● **Text**
↓↓↓

As this year’s Heartland Fall Forum wound down on Friday, October 14, Sarah High, senior partnerships manager at Bookshop.org, who has exhibited at five of the six regional trade shows this fall, declared that while she enjoyed all of them, “The warmth and energy of this show is palpable. I think it’s because of all of the new booksellers here. Meeting so many people who are opening bookstores or have opened them within the past year is so encouraging.”

Ruth Liebmann, v-p, account marketing at Penguin Random House, added, “The new bookstores I talked to have a strong vision of how they want to connect to their communities. Their enthusiasm for bookselling is contagious.” And Scholastic senior manager of field marketing Nikki Mutch declared that she enjoyed this year’s Heartland so much, she can hardly wait to attend next year’s gathering in Detroit. “What a way to end this year’s fall conferences season!” she told PW.

The Midwest Independent Booksellers and Great Lakes Independent Booksellers Associations 10th-anniversary joint show brought 209 booksellers and 144 exhibitors to St. Louis, Mo. Close to 60% of the booksellers in attendance were first-time attendees.

The innovative young entrepreneurs who created such excitement among veteran booksellers and exhibitors alike also made this regional the most diverse gathering of Midwestern booksellers this reporter has seen in 25 years. They included Angela Sherrill and Tara Baldridge, co-owners of Bookish Chicago, a pop-up selling both adult and children’s books that has partnered since 2018 with neighborhood businesses and organizations to, Baldridge said, “bring books where there aren’t any books,” and to do so in a creative manner. For instance, she said, when Kate Hannigan’s third volume in her League of Secret Heroes series, Boots, illustrated by Patrick Spaziante (Aladdin), was released in paperback in August, Bookish Chicago held an author event inside a shoe store.

↑↑↑

● **Extracted information**
↓↓↓

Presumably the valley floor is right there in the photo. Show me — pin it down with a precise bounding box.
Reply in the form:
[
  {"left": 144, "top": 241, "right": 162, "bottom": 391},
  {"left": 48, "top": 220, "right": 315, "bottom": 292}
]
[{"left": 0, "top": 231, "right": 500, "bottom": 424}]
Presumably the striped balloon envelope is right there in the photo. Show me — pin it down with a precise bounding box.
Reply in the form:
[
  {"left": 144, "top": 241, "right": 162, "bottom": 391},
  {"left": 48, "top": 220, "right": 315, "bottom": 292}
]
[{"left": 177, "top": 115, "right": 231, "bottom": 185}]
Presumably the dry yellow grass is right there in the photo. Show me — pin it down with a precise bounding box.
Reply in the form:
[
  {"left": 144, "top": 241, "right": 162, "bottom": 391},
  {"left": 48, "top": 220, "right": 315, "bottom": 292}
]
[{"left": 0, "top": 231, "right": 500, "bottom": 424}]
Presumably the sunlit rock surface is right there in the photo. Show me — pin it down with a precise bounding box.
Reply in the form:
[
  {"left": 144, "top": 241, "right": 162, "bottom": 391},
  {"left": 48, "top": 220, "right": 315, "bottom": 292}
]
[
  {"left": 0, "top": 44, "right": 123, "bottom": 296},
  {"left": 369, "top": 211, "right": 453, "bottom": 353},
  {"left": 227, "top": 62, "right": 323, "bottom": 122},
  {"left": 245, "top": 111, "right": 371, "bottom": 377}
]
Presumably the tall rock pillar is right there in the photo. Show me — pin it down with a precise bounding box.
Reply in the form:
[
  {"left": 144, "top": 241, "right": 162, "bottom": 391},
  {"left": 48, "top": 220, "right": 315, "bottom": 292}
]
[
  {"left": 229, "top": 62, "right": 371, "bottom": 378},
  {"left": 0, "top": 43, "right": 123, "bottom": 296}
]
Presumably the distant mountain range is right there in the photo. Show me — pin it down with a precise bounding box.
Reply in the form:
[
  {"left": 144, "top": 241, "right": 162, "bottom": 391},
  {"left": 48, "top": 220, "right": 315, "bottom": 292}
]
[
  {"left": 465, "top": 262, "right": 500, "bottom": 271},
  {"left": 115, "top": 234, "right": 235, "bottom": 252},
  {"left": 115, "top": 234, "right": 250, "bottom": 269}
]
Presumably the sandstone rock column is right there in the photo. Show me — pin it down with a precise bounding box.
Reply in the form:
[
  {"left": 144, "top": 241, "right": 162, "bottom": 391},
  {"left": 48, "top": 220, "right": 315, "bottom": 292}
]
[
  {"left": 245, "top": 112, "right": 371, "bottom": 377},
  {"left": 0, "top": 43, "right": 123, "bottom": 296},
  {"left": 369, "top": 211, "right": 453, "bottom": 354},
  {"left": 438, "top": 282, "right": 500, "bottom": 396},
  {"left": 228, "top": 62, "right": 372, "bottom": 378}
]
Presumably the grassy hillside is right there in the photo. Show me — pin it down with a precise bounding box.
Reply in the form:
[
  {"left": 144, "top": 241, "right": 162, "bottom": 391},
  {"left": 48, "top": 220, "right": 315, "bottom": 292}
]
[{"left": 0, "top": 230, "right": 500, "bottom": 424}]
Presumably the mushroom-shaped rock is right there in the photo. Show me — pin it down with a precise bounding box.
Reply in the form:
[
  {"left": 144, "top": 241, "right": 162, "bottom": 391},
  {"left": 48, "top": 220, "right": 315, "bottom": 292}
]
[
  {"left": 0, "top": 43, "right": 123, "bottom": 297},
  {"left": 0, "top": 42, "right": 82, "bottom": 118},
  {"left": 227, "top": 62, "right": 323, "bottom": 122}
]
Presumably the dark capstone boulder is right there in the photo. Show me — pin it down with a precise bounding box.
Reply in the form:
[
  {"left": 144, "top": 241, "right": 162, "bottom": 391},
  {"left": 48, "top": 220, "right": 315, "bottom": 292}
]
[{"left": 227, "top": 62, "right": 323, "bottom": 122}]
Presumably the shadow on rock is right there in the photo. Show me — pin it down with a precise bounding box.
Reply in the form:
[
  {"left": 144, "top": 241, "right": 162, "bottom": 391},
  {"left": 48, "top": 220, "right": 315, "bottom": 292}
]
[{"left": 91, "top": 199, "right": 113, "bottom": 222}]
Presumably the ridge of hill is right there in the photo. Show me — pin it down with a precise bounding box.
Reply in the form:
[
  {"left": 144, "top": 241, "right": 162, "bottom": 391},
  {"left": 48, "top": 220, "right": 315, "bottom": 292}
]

↑↑↑

● **Written tasks**
(a) Answer these about the Heartland Fall Forum report:
(i) How many exhibitors did the joint show bring to St. Louis?
(ii) In what city will next year's gathering take place?
(iii) Where did Bookish Chicago hold the author event for the paperback release of Boots?
(b) Can you carry the Heartland Fall Forum report forward from its last sentence?

● **Outputs for the tasks**
(a)
(i) 144
(ii) Detroit
(iii) Inside a shoe store

(b)
Another pop-up selling both adult and children’s books is La Revo Books, launched last year in Milwaukee by sisters Barbara Cerda and Valeria Cerda “to lift up Latinx literature.” The inventory of their “traveling bookstore” focuses on Spanish-language books, “not Huckleberry Finn in Spanish: nobody wants to read that,” Barbara said, explaining that their business model is inspired by their Mexican heritage and emphasizes family, community, and collaboration. Their ultimate goal, they told PW, is to convince publishers to publish and promote more Latinx books. “We’re advocating for our customers and for our community,” Barbara said; Valeria added, “We’re directly asking the publishers here for Latinx books. They’re going to remember us, and they know we’re going to ask for it again next year.”

Children’s Authors in the Spotlight

Of course, when it comes down to it at any gathering of booksellers, it’s really about the authors and their books, and Heartland was no different. There were 61 authors total in attendance, and the show kicked off on Wednesday evening with a raucous Heartland Awards ceremony emceed by Isaac Fitzgerald and Saeed Jones, which featured such beloved luminaries as Jacqueline Woodson, who accepted the award in the picture book category for The Year We Learned to Fly, illustrated by Rafael López (Penguin/ Paulsen); and Kate DiCamillo, who accepted the award in the YA/middle grade category for The Beatryce Prophecy, illustrated by Sophie Blackall (Candlewick Press).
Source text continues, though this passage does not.